Typ de regels letterlijk over, te beginnen bij de regel met "of the short" en door tot en met de regel met "<point>444,556</point>".

Gegevensitems
┌────────
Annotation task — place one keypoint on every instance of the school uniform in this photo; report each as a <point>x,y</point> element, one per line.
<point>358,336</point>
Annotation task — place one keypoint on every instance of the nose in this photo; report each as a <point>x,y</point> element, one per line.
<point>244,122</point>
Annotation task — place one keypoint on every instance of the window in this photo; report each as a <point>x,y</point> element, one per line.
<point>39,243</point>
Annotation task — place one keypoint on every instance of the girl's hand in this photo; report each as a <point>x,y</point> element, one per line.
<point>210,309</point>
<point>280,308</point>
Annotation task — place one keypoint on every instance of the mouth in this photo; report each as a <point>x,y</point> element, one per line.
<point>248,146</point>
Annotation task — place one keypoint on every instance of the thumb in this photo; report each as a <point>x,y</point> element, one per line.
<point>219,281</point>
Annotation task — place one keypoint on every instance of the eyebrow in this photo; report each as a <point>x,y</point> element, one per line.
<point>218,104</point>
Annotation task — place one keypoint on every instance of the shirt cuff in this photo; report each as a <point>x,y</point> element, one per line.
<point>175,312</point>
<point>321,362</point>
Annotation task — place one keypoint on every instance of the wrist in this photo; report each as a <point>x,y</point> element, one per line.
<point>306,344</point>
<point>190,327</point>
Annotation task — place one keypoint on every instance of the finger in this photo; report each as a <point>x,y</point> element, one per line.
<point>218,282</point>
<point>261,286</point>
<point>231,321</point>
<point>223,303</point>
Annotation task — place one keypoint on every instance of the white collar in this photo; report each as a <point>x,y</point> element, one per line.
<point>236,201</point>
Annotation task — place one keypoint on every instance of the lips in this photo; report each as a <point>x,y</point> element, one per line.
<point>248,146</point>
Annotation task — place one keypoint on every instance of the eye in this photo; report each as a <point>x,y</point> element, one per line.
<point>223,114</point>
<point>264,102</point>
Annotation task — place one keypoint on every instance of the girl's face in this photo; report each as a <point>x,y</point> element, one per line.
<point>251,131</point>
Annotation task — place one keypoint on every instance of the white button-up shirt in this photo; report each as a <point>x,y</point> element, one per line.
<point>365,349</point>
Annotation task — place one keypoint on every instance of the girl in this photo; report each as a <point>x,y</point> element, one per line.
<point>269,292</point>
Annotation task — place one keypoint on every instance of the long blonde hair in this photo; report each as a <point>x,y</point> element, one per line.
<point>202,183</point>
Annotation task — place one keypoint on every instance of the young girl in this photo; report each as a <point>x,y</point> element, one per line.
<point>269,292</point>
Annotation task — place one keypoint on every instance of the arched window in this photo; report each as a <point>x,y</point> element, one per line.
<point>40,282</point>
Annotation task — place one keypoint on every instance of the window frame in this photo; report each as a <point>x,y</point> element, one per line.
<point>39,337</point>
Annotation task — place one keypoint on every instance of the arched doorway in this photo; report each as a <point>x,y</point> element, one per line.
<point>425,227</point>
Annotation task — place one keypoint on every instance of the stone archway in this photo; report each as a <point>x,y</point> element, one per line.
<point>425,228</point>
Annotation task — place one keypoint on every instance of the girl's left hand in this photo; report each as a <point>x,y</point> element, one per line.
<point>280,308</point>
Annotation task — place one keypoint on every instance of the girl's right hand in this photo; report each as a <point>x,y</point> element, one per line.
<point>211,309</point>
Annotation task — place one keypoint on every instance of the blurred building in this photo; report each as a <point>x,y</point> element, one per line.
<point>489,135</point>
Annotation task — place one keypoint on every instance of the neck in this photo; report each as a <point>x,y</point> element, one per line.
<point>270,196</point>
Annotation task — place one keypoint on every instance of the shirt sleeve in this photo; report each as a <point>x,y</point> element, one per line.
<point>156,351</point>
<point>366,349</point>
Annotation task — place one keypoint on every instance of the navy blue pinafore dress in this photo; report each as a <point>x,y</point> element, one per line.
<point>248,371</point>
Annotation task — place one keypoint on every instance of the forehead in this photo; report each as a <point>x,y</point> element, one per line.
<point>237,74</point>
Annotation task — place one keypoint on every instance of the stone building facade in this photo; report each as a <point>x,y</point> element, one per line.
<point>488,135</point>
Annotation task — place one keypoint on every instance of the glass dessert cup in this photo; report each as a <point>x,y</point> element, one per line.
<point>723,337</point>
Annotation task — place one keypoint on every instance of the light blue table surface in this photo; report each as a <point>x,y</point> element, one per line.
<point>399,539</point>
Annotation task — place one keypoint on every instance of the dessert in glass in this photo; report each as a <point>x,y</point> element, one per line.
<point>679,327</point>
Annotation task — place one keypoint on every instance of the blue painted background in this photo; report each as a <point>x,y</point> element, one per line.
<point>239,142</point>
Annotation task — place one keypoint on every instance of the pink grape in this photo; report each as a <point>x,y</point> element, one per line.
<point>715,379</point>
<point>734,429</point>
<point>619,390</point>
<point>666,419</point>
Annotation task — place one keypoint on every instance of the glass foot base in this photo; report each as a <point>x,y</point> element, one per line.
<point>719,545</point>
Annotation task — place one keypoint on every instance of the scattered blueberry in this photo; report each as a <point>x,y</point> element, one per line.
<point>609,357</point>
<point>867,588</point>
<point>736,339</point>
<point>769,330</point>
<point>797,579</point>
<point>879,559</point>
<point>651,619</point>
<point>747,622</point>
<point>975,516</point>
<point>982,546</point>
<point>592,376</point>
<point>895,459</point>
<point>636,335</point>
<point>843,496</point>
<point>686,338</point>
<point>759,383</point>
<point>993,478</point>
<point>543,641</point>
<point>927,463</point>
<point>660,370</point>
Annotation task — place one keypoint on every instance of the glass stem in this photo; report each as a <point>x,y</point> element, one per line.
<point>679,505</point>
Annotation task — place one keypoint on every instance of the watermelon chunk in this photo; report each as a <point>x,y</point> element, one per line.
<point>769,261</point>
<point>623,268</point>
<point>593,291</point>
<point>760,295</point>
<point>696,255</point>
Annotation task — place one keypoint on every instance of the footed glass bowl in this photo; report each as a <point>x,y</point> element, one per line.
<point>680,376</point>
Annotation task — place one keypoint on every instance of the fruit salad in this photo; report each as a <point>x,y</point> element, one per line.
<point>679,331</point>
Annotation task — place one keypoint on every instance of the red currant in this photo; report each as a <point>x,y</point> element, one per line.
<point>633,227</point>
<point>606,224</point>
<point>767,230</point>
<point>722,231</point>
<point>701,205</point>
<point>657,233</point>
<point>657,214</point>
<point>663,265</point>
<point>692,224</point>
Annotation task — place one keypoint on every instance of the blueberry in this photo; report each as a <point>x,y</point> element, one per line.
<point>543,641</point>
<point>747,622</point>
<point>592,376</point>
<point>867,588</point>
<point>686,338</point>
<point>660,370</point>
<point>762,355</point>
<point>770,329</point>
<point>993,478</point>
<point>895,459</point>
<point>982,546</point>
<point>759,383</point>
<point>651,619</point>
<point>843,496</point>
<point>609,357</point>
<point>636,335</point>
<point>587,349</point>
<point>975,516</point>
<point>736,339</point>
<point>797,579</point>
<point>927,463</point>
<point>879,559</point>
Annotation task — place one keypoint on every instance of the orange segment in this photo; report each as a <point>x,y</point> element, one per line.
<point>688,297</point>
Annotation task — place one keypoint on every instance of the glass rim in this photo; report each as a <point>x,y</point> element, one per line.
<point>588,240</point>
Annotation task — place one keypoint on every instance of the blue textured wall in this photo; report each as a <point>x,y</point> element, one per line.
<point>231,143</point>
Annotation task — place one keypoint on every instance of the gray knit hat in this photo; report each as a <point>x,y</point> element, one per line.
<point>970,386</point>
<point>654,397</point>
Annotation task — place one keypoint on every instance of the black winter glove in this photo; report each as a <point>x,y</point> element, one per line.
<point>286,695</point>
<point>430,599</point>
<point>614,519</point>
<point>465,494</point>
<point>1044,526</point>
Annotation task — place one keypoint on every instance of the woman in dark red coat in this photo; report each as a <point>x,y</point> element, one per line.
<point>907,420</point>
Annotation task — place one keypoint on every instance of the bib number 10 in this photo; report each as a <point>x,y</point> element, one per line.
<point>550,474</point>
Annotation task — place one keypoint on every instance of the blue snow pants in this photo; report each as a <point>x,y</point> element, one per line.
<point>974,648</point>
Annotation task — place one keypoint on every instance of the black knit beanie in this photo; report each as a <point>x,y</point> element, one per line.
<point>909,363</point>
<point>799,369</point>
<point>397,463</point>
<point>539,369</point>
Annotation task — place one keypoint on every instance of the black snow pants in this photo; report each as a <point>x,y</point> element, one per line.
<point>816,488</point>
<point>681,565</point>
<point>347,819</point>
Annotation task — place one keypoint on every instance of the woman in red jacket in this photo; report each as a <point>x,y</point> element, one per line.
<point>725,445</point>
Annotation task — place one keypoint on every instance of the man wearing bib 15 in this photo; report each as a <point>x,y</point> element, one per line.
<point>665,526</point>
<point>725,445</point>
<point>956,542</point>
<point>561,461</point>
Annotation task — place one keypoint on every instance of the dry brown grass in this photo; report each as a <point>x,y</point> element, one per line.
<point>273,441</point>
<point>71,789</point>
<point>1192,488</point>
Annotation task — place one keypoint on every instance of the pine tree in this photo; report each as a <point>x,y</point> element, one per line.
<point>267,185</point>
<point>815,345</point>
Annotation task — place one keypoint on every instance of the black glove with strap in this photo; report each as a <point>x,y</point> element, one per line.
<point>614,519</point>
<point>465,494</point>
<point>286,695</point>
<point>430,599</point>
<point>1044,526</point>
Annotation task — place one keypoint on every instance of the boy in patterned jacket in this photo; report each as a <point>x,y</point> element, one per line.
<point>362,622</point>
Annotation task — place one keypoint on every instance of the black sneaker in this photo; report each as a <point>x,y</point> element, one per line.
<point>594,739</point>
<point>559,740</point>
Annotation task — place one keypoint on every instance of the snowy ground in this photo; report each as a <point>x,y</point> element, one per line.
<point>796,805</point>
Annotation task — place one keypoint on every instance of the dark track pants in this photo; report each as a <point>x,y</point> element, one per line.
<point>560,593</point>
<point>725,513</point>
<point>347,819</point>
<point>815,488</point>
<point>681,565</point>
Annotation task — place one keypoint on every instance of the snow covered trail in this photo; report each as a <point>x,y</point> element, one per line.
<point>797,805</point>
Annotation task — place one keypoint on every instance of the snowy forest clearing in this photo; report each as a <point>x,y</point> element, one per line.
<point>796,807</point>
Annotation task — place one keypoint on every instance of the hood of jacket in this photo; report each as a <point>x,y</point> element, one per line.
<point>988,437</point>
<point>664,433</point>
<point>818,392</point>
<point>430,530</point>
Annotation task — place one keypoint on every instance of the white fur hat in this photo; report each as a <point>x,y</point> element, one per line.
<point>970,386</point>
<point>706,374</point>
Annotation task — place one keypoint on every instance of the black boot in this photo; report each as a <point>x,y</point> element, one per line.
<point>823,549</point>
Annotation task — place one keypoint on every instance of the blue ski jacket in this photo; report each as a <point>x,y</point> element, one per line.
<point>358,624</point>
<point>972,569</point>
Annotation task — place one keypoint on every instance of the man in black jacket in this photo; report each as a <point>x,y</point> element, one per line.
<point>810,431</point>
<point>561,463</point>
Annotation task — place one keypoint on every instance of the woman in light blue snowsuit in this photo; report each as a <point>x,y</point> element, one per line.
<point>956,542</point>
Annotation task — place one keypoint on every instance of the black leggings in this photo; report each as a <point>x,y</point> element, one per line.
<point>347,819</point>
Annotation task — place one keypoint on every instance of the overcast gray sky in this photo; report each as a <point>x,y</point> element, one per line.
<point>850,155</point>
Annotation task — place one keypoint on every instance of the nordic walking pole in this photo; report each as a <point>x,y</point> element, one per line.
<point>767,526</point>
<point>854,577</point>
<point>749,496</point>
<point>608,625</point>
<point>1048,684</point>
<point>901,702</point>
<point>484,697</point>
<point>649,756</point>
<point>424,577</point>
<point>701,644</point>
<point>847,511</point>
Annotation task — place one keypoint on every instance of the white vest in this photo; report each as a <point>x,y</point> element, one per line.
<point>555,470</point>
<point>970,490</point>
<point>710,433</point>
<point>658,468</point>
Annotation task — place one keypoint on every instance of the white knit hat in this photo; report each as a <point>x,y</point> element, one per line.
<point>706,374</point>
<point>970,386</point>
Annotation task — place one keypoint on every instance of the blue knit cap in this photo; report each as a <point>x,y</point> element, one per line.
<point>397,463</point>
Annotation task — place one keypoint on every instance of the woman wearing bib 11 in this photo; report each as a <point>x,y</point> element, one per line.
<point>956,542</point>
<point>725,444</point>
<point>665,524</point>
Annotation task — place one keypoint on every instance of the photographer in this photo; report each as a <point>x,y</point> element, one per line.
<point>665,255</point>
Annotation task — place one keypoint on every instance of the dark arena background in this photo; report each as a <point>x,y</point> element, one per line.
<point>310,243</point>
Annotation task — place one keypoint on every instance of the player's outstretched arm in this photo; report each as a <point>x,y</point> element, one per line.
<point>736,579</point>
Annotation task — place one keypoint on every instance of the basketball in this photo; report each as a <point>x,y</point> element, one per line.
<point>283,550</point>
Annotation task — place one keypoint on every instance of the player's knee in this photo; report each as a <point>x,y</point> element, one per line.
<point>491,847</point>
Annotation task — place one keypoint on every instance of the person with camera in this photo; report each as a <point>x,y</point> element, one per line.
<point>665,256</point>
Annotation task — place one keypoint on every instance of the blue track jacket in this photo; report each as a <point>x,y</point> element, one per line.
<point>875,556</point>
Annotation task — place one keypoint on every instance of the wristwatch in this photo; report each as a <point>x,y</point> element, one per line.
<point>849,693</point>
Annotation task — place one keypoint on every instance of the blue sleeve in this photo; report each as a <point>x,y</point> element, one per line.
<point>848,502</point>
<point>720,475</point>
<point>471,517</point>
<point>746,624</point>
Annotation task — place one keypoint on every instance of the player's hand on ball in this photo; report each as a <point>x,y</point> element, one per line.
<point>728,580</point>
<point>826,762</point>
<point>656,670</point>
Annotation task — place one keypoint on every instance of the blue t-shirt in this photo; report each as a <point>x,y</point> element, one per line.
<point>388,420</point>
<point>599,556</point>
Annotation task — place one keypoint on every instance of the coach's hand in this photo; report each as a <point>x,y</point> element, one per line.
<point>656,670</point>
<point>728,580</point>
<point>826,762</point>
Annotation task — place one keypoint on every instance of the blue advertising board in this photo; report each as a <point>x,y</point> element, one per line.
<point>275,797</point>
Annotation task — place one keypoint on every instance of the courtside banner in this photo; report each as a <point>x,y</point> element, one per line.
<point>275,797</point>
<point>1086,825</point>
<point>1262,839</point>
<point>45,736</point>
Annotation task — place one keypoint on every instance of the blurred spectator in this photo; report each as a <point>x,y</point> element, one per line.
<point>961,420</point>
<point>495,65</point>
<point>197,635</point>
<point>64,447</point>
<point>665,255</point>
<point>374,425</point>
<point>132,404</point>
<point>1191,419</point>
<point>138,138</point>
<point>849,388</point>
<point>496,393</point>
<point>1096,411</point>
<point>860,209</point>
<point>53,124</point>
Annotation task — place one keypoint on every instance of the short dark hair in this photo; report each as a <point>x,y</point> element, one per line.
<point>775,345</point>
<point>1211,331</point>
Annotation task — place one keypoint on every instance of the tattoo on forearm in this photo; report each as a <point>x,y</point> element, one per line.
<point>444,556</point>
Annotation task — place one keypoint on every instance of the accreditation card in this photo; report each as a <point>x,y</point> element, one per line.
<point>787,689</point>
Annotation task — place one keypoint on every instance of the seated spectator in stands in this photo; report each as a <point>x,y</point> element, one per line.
└────────
**Juiste antwoord:**
Annotation task — place one keypoint on every instance of the short dark hair in this photo; report each as a <point>x,y</point> element, one per line.
<point>775,345</point>
<point>1211,331</point>
Annotation task — place one keypoint on every instance of the tattoo on forearm in this photo; report each as a <point>x,y</point> element, one per line.
<point>444,556</point>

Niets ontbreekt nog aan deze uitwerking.